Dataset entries
__________________________________________________
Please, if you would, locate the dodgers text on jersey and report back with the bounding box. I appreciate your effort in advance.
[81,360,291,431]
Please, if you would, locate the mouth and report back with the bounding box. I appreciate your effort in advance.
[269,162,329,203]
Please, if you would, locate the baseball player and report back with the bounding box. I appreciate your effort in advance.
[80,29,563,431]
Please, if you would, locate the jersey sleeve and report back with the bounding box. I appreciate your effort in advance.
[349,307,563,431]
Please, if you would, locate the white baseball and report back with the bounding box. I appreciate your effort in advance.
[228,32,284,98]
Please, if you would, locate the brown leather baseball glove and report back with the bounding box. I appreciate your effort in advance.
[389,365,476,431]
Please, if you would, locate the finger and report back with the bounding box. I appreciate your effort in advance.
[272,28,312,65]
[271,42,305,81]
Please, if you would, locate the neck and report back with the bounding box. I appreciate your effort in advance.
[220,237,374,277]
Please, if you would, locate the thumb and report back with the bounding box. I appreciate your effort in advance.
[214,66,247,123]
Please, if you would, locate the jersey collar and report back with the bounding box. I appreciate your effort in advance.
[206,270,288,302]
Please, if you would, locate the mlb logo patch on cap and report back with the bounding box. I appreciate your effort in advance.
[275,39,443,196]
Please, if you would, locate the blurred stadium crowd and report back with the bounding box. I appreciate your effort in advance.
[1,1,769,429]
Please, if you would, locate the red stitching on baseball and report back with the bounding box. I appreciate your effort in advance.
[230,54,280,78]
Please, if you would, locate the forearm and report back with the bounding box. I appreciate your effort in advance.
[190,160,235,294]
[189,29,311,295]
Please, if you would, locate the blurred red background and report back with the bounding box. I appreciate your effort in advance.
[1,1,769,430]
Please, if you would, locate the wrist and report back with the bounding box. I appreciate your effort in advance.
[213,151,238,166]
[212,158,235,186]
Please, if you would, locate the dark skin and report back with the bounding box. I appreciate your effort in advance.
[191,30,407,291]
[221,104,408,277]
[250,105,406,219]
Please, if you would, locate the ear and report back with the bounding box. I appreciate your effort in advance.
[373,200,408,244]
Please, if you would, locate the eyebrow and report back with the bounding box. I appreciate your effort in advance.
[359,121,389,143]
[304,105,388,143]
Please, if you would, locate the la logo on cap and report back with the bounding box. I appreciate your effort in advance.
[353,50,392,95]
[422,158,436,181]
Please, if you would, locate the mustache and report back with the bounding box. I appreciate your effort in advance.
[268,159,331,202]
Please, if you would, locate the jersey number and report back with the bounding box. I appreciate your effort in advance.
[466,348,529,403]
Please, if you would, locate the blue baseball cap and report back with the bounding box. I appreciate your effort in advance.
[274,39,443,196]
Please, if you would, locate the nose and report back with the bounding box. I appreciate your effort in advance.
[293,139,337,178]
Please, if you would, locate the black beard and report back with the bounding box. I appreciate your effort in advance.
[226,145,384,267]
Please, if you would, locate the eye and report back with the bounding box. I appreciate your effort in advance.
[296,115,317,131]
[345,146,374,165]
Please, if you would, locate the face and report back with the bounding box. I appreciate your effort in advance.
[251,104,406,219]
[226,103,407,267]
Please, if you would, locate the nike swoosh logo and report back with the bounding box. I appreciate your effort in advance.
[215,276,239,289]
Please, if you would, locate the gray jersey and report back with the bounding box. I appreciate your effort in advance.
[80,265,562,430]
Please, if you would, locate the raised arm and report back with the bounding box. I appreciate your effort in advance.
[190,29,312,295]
__________________________________________________
**EXERCISE DETAILS**
For each line shown above, write an exact copy.

**OUTPUT FOR THIS TASK**
Please, if you would, locate the dodgers text on jersey and report back with the bounding box. I appreciate your effort in advance.
[81,360,291,431]
Please, if you would, locate the mouth and report back with the bounding box. I appreciate your effort in advance.
[269,162,329,203]
Please, if you would, locate the baseball player and report back with the bounding box. I appreciate your effort in advance.
[80,29,563,431]
Please, if you would, locate the jersey sleeve and report back with the bounding box. I appreciate your effort in advance.
[349,307,563,431]
Please, if you would, locate the white baseball and report back with the bounding box. I appreciate your effort in advance.
[228,32,284,98]
Please, if you would, locate the brown leather baseball glove and report back with the bounding box. I appreciate your effort in advance.
[389,365,476,431]
Please, if you would, locate the finger and report back with the bounding box. I appreciate your effort in advance.
[272,28,312,65]
[271,42,305,81]
Please, if you would, locate the neck and report back with the bounding box. I appreciate your effort in advance.
[220,237,374,277]
Please, if you would, locate the thumb and report back with the bounding box. I appreciate your effort in advance.
[214,66,247,123]
Please, if you would, locate the jersey collar and report back with the bounding box. I appreciate your effort in advance.
[206,270,288,302]
Please, if you would, locate the mlb logo patch on cap and report back with the bounding box. I appreciate your effort in advance.
[275,39,443,196]
Please, if you would, locate the blurred stadium crowd and report back with the bounding box. I appreciate your effort in advance.
[1,1,769,429]
Please, if you would, locate the red stitching on baseball and report back with the bounding box. I appreciate your effort in advance.
[230,54,280,78]
Please, if you would, locate the forearm and report back with the bounding box. I appreciate your effort in advance.
[190,160,235,294]
[189,29,311,295]
Please, if you would, locate the blurred red background and report back with the bounding box. I appreciate your effort in advance.
[1,1,769,430]
Please, if you would, locate the wrist and report back with the bounding box. I appreciate your effort in advance.
[213,151,238,166]
[212,158,235,186]
Please, if you would, locate the dark skin and report back with the bounding box. I appreciate your effort in advance.
[191,30,407,291]
[221,104,408,277]
[250,105,406,219]
Please, if you would, locate the ear and report back with the bounding box. I appreciate your effort in advance.
[373,200,408,244]
Please, if you would, locate the eyebrow and report back with the bounding box. I appreciate your effort in advance.
[359,121,389,143]
[304,105,388,143]
Please, if you would, locate the la logo on cap and report back with the bounding box. I appreciate your effort in advance.
[353,50,392,95]
[422,158,436,181]
Please, if you would, locate the mustache and report back with the bounding box. I appreciate your effort in advance.
[268,159,331,202]
Please, if you would, locate the jersey number and report back with the bounding box. I appreciate your effort in advance.
[466,348,529,403]
Please, if you would, locate the blue baseball cap and report back with the bounding box. I appreciate your effort in advance.
[274,39,443,196]
Please, if you would, locate the nose and report back with the bounding box. I appreciate your effort in advance.
[293,139,337,178]
Please, if you would, locate the black beard and report back with the bounding box. I appreciate your effort in advance.
[226,145,384,267]
Please, if you would, locate the eye and report back with the bounding box. I appreciate your effort in advance.
[296,115,317,131]
[345,146,374,165]
Please, if you would, locate the face and report back with the bounding box. I appreciate your effort in advance.
[251,104,406,219]
[226,103,407,267]
Please, if you would, locate the nike swoosh logo and report back with the bounding box. I appreciate your effort in advance.
[215,276,239,289]
Please, if you would, locate the gray jersey and report back with the bounding box. I appreciate your effort in advance.
[80,265,562,430]
Please, if you would, locate the raised arm and report back with the bounding box. I appreciate your effort in advance.
[190,29,312,295]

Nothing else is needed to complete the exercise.